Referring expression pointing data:
==============================

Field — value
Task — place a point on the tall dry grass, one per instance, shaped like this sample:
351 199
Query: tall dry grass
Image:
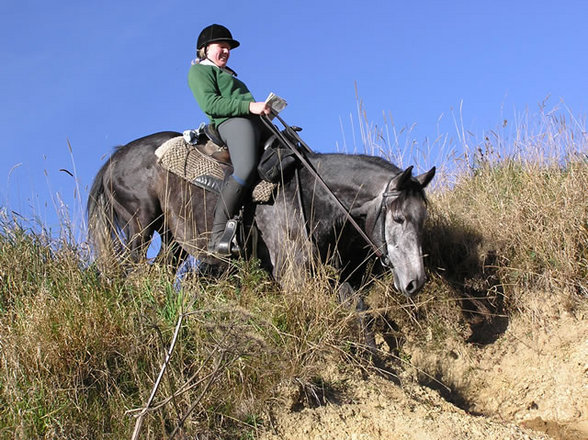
81 352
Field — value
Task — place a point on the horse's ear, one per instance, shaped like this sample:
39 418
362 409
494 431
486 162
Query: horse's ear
401 180
425 178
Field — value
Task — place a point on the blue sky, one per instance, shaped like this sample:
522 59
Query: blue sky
100 74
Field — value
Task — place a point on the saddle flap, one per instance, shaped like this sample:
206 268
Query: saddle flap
212 134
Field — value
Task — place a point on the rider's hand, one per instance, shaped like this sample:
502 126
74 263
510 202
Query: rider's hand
259 108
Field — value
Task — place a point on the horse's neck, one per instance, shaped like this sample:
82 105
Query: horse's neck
354 180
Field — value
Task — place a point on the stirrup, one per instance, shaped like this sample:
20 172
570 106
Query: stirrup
227 243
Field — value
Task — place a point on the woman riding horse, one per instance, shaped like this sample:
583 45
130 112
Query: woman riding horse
230 106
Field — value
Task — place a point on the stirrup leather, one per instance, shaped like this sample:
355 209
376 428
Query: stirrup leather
227 243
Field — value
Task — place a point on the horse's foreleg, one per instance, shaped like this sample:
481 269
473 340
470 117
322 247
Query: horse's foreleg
352 299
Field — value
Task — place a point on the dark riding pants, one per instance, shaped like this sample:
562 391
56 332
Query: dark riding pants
243 137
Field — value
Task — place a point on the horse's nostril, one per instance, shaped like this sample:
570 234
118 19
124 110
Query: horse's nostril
410 287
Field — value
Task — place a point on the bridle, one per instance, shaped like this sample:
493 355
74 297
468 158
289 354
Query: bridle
388 194
382 255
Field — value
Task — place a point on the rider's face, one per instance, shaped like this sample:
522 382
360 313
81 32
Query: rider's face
219 53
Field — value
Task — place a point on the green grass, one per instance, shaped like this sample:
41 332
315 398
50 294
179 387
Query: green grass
81 352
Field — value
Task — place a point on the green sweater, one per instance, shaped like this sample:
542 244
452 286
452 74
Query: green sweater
219 94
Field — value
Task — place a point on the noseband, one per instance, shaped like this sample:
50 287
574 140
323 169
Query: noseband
383 253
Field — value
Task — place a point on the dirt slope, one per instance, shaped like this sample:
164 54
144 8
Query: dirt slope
532 383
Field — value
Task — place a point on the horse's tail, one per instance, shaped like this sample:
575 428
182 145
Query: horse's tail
104 226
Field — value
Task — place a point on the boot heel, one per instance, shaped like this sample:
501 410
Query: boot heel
227 245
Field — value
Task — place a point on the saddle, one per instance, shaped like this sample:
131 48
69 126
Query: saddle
202 159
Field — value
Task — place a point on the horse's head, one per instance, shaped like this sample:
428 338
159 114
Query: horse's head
405 211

==============================

ACTIVITY: Which lines of the entries above contain the word "tall"? Copy each of them.

REPLY:
Task — place a point on the tall dry grass, one per instance, shaped like this sample:
Query: tall dry grass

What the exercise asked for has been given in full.